**What the task asks**
Write out the lines below character for character, starting at the very first line and ending at the line that contains "605), (342, 642)]", with both of those lines included.

**Entries**

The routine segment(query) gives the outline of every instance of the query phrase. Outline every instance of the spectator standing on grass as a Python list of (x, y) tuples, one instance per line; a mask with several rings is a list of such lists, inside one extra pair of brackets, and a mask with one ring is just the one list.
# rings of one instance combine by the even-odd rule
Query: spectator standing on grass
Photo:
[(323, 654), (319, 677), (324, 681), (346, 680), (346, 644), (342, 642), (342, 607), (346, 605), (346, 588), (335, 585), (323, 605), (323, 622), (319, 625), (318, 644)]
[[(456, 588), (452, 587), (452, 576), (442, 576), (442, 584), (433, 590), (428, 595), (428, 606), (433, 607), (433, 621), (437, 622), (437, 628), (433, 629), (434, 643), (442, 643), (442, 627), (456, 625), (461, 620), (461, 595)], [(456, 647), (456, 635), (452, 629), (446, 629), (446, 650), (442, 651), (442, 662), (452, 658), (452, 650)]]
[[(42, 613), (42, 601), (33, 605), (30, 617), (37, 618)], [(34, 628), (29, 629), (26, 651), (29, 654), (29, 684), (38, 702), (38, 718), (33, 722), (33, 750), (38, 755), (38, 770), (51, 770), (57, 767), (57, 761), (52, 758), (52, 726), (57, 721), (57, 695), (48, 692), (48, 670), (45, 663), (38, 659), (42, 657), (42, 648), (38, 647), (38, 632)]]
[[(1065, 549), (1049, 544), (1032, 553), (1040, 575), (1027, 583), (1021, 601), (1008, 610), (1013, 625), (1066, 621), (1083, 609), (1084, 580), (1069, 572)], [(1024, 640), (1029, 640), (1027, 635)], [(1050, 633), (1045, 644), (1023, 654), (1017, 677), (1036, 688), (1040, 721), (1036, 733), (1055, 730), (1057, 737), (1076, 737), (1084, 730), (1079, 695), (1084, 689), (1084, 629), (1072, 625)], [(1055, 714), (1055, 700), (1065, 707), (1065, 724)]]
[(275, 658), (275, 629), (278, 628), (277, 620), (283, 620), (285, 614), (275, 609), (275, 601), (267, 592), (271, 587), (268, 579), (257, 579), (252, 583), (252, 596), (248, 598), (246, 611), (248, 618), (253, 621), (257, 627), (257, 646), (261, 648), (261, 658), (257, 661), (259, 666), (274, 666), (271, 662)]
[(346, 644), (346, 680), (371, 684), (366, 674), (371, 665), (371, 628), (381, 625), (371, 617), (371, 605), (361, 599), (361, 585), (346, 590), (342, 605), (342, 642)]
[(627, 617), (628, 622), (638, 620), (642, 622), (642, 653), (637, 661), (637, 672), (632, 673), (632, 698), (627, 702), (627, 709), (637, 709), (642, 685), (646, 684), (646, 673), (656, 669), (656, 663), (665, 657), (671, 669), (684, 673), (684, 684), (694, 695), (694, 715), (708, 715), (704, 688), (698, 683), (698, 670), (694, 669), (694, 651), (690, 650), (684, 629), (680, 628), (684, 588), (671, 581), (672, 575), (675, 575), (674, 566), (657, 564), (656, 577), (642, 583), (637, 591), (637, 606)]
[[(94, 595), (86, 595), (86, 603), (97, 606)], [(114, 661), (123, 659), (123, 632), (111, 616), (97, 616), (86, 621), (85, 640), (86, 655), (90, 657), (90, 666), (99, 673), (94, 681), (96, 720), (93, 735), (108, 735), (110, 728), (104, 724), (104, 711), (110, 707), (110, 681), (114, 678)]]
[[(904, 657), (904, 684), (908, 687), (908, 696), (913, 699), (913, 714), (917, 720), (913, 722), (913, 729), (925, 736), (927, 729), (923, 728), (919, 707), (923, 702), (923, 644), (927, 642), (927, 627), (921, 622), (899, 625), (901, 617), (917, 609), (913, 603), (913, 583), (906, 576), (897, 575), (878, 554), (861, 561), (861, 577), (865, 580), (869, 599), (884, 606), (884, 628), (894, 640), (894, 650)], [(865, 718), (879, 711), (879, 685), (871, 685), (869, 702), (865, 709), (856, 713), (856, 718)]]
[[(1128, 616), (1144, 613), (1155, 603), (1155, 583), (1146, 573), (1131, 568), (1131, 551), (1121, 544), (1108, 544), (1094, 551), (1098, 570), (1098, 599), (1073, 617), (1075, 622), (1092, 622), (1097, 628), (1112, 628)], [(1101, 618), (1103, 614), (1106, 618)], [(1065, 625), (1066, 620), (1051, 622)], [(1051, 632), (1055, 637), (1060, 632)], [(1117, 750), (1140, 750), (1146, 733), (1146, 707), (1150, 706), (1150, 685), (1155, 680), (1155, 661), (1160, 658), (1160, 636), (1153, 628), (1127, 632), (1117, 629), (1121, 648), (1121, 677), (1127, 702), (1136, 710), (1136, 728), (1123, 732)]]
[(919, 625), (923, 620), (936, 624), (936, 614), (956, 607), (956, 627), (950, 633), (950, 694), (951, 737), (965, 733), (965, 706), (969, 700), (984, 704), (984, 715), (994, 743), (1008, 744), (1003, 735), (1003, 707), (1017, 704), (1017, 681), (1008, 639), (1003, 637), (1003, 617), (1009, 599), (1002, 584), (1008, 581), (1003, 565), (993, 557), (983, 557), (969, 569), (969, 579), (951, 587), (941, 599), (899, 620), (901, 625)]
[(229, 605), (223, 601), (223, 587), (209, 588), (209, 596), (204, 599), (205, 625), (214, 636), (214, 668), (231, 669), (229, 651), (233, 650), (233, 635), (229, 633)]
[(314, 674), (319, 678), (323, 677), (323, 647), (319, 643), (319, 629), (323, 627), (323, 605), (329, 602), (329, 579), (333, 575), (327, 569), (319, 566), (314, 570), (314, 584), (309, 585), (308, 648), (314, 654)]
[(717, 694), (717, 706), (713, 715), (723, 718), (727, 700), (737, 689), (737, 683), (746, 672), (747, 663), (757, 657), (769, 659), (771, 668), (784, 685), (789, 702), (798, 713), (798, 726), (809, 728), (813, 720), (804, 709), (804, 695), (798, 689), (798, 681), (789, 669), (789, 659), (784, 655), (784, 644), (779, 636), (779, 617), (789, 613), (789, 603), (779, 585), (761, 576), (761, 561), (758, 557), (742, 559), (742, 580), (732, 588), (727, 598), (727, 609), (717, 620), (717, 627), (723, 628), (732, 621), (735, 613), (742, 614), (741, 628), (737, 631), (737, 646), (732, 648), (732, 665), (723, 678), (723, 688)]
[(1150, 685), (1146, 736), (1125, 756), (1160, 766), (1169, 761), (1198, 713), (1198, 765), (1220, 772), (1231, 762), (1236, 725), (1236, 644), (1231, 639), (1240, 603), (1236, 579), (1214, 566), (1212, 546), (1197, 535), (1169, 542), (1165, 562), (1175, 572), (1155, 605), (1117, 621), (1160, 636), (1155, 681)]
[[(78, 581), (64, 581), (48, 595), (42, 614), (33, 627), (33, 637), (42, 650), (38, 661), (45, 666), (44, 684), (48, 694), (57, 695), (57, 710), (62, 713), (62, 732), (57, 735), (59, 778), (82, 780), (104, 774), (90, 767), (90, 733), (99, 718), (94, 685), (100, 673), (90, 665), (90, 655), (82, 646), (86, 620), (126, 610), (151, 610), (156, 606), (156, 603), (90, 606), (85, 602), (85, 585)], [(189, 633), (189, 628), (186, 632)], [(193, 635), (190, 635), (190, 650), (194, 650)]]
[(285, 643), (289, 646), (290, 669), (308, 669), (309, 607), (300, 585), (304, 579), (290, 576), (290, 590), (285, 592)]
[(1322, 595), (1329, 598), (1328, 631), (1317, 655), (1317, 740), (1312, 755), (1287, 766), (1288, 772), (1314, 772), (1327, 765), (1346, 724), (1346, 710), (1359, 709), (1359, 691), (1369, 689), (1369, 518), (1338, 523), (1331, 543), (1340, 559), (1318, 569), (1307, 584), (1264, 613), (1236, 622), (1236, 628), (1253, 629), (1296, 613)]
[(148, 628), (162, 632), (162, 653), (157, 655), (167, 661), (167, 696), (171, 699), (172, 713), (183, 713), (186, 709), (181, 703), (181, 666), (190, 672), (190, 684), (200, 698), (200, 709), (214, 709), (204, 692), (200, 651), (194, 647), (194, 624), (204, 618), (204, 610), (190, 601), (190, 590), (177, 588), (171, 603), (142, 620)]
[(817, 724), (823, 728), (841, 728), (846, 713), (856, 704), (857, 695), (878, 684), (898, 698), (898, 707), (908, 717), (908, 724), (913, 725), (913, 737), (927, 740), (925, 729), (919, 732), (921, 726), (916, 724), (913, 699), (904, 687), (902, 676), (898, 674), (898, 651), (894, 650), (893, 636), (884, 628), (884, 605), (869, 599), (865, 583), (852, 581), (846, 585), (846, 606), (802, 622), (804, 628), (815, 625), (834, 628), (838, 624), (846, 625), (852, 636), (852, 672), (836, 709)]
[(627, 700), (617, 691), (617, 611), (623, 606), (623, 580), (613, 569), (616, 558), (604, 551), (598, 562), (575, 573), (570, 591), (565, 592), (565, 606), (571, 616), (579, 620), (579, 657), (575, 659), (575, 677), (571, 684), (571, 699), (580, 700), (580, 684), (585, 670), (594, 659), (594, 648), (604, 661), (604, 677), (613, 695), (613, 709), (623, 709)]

**Answer for the task**
The routine segment(query) gives the outline of every instance of the query phrase. Outline every instance of the spectator standing on grass as a Python list of (x, y) tuples, one instance per line; a mask with several rings is a list of such lists, inside one extra pair of brackets, and a mask with one ring is just the one list.
# rings of one instance combine by the even-odd rule
Query: spectator standing on grass
Photo:
[(323, 654), (319, 677), (324, 681), (346, 680), (346, 644), (342, 642), (342, 607), (346, 605), (346, 588), (335, 585), (323, 605), (323, 622), (319, 625), (318, 644)]
[[(456, 588), (452, 587), (452, 576), (442, 576), (442, 584), (433, 590), (428, 595), (428, 606), (433, 607), (433, 621), (437, 622), (437, 628), (433, 629), (434, 643), (442, 643), (442, 627), (456, 625), (461, 620), (461, 595)], [(456, 647), (456, 635), (452, 629), (446, 629), (446, 650), (442, 651), (442, 662), (452, 658), (452, 650)]]
[[(42, 613), (42, 601), (33, 605), (30, 617), (37, 618)], [(34, 628), (29, 629), (26, 651), (29, 654), (29, 684), (38, 702), (38, 718), (33, 722), (33, 750), (38, 755), (38, 770), (51, 770), (57, 767), (57, 761), (52, 758), (52, 726), (57, 721), (57, 695), (48, 692), (48, 670), (45, 663), (38, 659), (42, 657), (42, 648), (38, 647), (38, 632)]]
[[(1065, 549), (1049, 544), (1032, 553), (1040, 575), (1027, 583), (1021, 601), (1008, 610), (1013, 625), (1066, 621), (1083, 609), (1084, 580), (1069, 572)], [(1024, 640), (1029, 640), (1027, 635)], [(1050, 633), (1045, 644), (1023, 654), (1017, 677), (1036, 688), (1040, 721), (1036, 733), (1055, 730), (1057, 737), (1076, 737), (1084, 730), (1079, 695), (1084, 689), (1084, 629), (1072, 625)], [(1055, 714), (1055, 700), (1065, 707), (1065, 724)]]
[(275, 658), (275, 629), (278, 628), (277, 620), (283, 620), (285, 614), (275, 609), (275, 601), (267, 592), (271, 587), (268, 579), (257, 579), (252, 583), (252, 596), (248, 598), (246, 611), (248, 618), (253, 621), (257, 627), (257, 646), (261, 648), (261, 658), (257, 661), (259, 666), (274, 666), (271, 662)]
[(346, 644), (346, 680), (371, 684), (366, 674), (371, 665), (371, 628), (381, 625), (371, 617), (371, 605), (361, 599), (361, 585), (346, 590), (342, 605), (342, 642)]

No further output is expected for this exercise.